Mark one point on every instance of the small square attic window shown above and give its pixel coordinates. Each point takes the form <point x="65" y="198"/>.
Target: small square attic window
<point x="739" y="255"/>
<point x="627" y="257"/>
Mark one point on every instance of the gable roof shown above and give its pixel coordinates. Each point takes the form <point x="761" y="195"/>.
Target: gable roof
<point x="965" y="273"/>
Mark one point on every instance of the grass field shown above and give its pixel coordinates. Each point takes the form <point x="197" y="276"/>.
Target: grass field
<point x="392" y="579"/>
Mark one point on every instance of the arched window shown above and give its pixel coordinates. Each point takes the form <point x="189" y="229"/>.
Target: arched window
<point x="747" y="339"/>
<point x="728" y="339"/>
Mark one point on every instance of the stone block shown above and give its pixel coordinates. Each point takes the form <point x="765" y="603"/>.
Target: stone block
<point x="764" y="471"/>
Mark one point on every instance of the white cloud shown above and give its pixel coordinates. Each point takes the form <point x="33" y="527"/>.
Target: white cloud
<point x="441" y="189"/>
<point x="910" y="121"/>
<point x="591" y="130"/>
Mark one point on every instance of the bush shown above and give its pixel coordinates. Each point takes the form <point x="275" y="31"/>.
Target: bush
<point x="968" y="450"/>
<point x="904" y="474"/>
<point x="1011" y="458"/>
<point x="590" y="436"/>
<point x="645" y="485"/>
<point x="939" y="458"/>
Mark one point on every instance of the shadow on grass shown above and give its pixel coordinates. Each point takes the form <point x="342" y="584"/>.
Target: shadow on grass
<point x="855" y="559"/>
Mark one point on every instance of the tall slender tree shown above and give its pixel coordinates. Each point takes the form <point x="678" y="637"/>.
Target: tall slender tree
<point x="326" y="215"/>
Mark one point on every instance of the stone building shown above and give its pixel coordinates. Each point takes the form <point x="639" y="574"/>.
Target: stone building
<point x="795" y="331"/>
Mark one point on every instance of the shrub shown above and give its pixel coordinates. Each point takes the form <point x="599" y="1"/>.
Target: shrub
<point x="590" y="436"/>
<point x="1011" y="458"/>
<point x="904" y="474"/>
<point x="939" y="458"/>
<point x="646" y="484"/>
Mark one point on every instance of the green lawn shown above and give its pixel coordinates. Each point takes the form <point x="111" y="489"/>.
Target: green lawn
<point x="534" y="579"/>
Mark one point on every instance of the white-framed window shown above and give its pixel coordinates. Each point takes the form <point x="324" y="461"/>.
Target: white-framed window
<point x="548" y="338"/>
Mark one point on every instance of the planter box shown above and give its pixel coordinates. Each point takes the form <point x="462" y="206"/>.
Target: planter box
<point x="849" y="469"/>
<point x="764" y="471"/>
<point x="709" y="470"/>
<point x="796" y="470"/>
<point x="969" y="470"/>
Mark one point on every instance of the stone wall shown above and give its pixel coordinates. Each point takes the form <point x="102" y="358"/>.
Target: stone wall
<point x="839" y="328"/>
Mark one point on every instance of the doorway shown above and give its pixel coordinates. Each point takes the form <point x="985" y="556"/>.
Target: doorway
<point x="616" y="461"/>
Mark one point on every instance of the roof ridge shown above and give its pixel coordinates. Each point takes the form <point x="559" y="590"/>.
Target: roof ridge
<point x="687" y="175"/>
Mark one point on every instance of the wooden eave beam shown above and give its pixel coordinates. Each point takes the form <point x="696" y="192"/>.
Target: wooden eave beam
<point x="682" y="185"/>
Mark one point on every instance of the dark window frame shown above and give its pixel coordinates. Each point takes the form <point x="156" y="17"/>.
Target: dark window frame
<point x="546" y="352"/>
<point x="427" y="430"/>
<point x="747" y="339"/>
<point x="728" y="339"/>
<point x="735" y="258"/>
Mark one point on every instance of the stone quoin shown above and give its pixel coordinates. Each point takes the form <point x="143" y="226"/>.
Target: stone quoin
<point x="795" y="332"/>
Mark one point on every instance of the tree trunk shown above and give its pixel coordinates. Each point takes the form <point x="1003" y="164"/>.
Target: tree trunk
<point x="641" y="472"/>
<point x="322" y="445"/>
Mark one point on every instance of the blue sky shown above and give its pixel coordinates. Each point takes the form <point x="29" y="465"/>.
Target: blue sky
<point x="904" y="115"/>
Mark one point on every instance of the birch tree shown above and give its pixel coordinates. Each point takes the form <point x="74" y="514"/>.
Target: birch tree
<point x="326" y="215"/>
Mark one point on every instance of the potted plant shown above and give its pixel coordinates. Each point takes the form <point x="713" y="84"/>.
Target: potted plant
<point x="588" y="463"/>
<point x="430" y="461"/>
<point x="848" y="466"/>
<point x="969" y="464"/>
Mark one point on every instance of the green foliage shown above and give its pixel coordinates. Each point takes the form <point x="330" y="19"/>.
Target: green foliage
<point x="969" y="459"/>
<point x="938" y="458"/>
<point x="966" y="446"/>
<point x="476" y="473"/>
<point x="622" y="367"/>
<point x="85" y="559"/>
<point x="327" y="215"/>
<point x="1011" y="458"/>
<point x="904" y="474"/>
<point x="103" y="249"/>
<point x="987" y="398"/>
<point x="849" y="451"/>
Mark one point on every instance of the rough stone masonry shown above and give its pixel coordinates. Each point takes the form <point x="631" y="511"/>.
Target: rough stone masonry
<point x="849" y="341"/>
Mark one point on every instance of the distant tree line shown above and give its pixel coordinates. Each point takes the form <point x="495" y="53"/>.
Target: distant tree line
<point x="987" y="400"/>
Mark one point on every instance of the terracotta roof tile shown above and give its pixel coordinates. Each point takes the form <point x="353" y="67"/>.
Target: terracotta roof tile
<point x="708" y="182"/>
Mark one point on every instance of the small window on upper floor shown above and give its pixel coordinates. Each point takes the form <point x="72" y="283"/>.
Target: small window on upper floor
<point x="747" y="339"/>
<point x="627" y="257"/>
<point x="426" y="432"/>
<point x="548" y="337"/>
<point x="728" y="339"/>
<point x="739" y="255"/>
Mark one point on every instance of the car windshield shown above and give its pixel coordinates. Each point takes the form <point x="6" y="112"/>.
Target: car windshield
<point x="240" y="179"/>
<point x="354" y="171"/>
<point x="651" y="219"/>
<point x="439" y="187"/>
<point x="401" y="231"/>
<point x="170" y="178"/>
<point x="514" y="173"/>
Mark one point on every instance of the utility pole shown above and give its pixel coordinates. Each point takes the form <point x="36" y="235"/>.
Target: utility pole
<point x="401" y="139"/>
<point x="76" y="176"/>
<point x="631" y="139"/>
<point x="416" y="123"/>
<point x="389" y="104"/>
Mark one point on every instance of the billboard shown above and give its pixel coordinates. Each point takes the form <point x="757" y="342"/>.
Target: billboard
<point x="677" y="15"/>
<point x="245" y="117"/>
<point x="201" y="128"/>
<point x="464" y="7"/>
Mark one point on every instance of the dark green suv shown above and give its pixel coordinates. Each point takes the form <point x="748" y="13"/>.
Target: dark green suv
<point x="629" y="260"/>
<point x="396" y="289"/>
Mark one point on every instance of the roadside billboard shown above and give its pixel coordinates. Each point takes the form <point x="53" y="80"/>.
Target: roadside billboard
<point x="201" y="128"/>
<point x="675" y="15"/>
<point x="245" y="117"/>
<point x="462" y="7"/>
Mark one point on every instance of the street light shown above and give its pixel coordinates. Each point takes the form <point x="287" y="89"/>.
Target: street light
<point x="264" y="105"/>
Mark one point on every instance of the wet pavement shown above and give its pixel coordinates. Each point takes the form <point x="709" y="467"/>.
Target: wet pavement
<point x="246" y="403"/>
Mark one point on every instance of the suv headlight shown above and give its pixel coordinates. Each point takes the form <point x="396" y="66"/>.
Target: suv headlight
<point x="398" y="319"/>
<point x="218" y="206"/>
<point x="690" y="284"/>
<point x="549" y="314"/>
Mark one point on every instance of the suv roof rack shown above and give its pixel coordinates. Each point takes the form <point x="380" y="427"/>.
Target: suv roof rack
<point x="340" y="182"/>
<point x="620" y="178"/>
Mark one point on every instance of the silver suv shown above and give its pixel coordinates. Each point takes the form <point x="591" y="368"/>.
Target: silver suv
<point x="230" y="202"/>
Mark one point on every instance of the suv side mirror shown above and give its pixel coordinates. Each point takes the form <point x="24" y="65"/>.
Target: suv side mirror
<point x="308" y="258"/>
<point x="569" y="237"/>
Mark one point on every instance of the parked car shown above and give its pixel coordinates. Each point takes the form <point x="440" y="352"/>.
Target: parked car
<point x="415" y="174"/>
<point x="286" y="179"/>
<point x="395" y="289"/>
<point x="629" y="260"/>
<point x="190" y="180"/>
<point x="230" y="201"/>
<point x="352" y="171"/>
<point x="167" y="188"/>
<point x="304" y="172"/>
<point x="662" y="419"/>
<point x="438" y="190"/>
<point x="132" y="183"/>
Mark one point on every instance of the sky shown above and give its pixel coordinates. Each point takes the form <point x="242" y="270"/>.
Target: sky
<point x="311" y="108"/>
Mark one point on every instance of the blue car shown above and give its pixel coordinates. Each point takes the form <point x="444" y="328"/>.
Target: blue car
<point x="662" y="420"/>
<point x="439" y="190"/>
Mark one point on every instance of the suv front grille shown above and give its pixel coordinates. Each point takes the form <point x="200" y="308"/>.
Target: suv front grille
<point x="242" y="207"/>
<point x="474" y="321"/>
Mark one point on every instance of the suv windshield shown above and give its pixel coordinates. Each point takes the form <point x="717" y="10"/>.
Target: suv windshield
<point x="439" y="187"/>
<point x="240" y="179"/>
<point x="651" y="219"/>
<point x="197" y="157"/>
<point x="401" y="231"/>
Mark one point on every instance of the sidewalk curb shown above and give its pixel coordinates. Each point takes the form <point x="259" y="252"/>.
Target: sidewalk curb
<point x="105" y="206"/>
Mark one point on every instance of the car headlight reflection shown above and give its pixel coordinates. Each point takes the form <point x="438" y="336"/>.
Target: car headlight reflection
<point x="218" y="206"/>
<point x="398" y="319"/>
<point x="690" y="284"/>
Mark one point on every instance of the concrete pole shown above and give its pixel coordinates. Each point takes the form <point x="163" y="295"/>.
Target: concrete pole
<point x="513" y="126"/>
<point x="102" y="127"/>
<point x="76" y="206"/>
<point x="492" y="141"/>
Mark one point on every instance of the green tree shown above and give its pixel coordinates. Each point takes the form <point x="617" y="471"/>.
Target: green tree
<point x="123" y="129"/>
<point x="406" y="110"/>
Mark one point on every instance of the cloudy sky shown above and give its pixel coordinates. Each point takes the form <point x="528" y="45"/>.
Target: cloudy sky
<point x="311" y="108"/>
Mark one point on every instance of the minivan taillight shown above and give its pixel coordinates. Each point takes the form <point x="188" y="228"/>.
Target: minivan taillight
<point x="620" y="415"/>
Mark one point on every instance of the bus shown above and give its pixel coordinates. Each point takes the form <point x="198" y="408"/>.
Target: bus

§ **Task objective**:
Of the entries above, transcribe exactly those lines that fall between the line containing "Target: potted plant" and the line containing "Mark one point on every instance of the small window", together with those two lines.

§ **Exercise answer**:
Target: potted plant
<point x="588" y="463"/>
<point x="430" y="461"/>
<point x="848" y="466"/>
<point x="969" y="464"/>
Mark one point on every instance of the green foliage shown above and give its pixel coordinates. Each point takes the form <point x="330" y="19"/>.
Target: green foliage
<point x="969" y="459"/>
<point x="938" y="458"/>
<point x="966" y="446"/>
<point x="476" y="473"/>
<point x="622" y="367"/>
<point x="85" y="559"/>
<point x="327" y="215"/>
<point x="1011" y="458"/>
<point x="904" y="474"/>
<point x="103" y="249"/>
<point x="987" y="398"/>
<point x="849" y="451"/>
Mark one point on every instance of the rough stone masonry shown above and give its pixel coordinates. Each point takes the form <point x="631" y="511"/>.
Target: rough stone masonry
<point x="849" y="341"/>
Mark one point on every instance of the distant tree line shown above and give its pixel coordinates. Each point takes the form <point x="495" y="53"/>.
Target: distant tree line
<point x="987" y="400"/>
Mark one point on every instance of the terracotta roof tile shown above and give its pixel coordinates. Each point takes the form <point x="353" y="67"/>.
Target: terracotta roof tile
<point x="708" y="182"/>
Mark one point on every instance of the small window on upper floor shown above and give its pixel coordinates. Each point takes the form <point x="72" y="283"/>.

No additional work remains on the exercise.